- DOCUMENT SECTION
------------------------------------------------------------------------

Big Firms Overhaul Health Coverage
September 28, 2012
Sears Holdings Corp. and Darden Restaurants Inc. are planning a radical change in the way they provide health benefits to their workers, giving employees a fixed sum of money and allowing them to choose their medical coverage and insurer from an online marketplace, says the Wall Street Journal.
- The companies say the change isn't designed to make workers pay a higher share of health coverage costs.
- Instead they say it is supposed to put more control over health benefits in the hands of employees.
The approach will be closely watched by firms around the United States. If it eventually takes hold widely, it might parallel the transition from company-provided pensions to 401(k) retirement savings plans controlled by workers and funded partly by employer contributions. For employees, the concern will be that they could end up more directly exposed to the upward march of health costs.
- Neither Sears nor Darden would say how much money employees would receive to buy health insurance.
- Darden says its sum would rise as health care costs rise.
- Sears declined to disclose details of its contributions strategy.
- Darden did say that employees will pay the same contribution out of their own pockets that they currently do for approximately the same level of coverage.

------------------------------------------------------------------------

- SUPPLIED INFORMATION
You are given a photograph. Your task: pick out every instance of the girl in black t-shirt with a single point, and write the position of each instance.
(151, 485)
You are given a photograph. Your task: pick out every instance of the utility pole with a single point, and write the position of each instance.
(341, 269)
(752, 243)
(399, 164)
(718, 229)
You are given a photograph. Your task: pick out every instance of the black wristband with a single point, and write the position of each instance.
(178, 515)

------------------------------------------------------------------------

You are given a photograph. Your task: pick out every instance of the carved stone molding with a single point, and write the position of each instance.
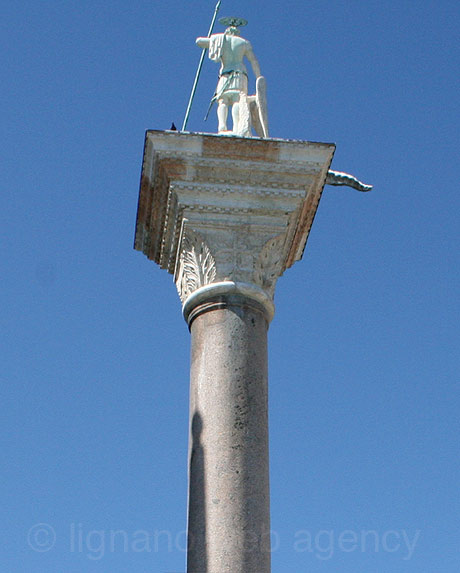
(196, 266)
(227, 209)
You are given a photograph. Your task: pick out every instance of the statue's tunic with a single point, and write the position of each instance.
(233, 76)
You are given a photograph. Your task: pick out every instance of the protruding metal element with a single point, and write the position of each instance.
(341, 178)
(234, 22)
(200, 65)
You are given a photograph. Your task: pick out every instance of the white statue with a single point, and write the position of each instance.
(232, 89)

------------------------------------------------------------------------

- EXERCISE SET
1. According to the health coverage article, what does Darden say will happen to its sum as health care costs rise?
2. In the health coverage article, rewrite the passage from "The approach will" to "level of coverage.", changing "upward march" to "steady climb".
3. Carry the health coverage article forward from its last sentence.

- EXPECTED RESPONSES
1. Darden's sum would rise as health care costs rise.

2.
The approach will be closely watched by firms around the United States. If it eventually takes hold widely, it might parallel the transition from company-provided pensions to 401(k) retirement savings plans controlled by workers and funded partly by employer contributions. For employees, the concern will be that they could end up more directly exposed to the steady climb of health costs.
- Neither Sears nor Darden would say how much money employees would receive to buy health insurance.
- Darden says its sum would rise as health care costs rise.
- Sears declined to disclose details of its contributions strategy.
- Darden did say that employees will pay the same contribution out of their own pockets that they currently do for approximately the same level of coverage.

3.
- Employees who pick more expensive coverage will pay more from their paychecks to make up the gap.
- Those who opt for cheaper insurance, which may involve bigger deductibles or more limited networks of doctors and hospitals, will pay less.
The hope is that insurers will compete more vigorously to get workers to sign up, which will lower overall health care costs. Darden and Sears are both currently self-insured, meaning that the cost of claims each year comes out of company coffers.
The approach isn't directly tied to the federal health overhaul law, which largely goes into effect in 2014. That law will make it easier for employers to funnel workers toward purchasing plans in the individual insurance market, perhaps aided by an employer contribution. The exchange used by Sears and Darden still involves employer-backed group plans, not individual insurance, however, so it doesn't rely on the law's changes.